One of the greatest summertime headaches for western Lake Erie boaters and municipal water-treatment operators is back in full force.
A huge bloom of potentially toxic microcystis algae, which has reared its ugly head almost annually since 1995 after more than a 20-year absence, has been visible from space since at least July 22.
European Space Agency satellite photos given to the National Oceanic and Atmospheric Administration’s Great Lakes Environmental Research Laboratory in Ann Arbor show how it formed in the Monroe area, grew, and has fanned out to the Lake Erie islands.
The images can be seen by going to coastwatch.glerl.noaa.gov.
“This one looks extremely large,” said George Leshkevich, manager of the NOAA lab’s CoastWatch program, which compiles such information for the public. “It’s been a number of days now. It still looks pretty strong.”
A Lake Erie Harmful Algal Bloom Bulletin issued by NOAA on July 28 said the microcystis concentration has been greater than 1,000 micrograms per liter — 500 times greater than the World Health Organization’s standard of 20 micrograms per liter for recreational water.
The values are often expressed in parts per billion. Micrograms per liter and parts per billion convert to identical concentration measurements.

##############################

*Exercise brief:*
According to the Lake Erie algae article, since what date has the bloom been visible from space?

(Records contained in a dataset)

##############################

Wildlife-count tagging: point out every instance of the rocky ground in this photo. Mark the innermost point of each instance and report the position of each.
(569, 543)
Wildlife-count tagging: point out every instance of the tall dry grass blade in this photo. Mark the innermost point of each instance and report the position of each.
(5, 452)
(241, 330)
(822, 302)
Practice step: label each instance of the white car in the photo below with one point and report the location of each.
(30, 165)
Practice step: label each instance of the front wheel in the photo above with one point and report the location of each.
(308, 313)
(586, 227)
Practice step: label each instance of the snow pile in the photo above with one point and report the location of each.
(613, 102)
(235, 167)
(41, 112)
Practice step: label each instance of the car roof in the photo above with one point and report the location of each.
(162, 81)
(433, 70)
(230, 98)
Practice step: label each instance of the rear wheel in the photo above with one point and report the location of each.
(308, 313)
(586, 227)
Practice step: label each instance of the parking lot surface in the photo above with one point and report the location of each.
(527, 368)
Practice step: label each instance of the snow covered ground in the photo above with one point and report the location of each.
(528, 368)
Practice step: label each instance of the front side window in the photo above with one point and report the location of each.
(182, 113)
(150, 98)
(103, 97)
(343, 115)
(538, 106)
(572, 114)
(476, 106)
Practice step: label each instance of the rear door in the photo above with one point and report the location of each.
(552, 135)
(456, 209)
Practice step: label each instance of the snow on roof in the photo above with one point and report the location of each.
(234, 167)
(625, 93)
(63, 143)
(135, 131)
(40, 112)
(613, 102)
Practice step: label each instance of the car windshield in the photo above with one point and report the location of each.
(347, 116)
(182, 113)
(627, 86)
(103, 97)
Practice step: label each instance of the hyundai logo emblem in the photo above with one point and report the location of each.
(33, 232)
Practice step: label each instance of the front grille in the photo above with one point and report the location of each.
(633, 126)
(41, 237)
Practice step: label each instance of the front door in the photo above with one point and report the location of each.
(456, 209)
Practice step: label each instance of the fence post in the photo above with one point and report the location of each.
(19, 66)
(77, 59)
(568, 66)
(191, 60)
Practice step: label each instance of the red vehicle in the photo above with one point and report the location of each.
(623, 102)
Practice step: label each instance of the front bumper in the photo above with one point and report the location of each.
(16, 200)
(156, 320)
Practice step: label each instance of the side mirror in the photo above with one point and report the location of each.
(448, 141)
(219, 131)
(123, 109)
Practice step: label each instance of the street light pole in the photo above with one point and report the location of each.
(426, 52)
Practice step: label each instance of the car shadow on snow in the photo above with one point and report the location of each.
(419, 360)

##############################

*Exercise answer:*
Since at least July 22.